### What is asked
Copy the following data verbatim, keeping every line unchanged.

### Records provided
-.-.-

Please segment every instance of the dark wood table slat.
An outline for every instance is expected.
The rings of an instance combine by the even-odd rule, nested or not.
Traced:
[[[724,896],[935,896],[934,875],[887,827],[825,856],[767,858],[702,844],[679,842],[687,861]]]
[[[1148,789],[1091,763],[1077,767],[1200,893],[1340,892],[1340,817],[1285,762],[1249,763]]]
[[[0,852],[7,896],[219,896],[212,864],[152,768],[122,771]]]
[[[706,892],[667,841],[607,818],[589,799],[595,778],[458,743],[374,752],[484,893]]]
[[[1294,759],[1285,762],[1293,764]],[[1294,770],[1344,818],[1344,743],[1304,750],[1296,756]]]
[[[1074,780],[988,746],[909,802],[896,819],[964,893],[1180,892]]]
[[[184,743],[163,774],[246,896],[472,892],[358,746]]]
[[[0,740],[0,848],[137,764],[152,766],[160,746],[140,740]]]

-.-.-

### The solution
Please segment every instance of the dark wood table slat.
An outline for every instance is expected.
The rings of an instance combine by the even-odd rule, nested or not.
Traced:
[[[724,896],[935,896],[934,875],[887,827],[825,856],[767,858],[702,844],[679,842],[687,861]]]
[[[1148,789],[1091,763],[1077,767],[1200,893],[1340,892],[1340,817],[1285,762],[1249,763]]]
[[[0,852],[7,896],[219,896],[212,864],[152,768],[122,771]]]
[[[706,892],[667,841],[607,818],[589,799],[595,778],[458,743],[374,752],[484,893]]]
[[[1294,759],[1285,762],[1293,764]],[[1294,770],[1344,818],[1344,743],[1304,750],[1296,756]]]
[[[1074,780],[988,746],[909,802],[896,819],[964,893],[1180,892]]]
[[[184,743],[163,774],[246,896],[472,892],[358,746]]]
[[[0,740],[0,848],[137,764],[152,766],[160,746],[140,740]]]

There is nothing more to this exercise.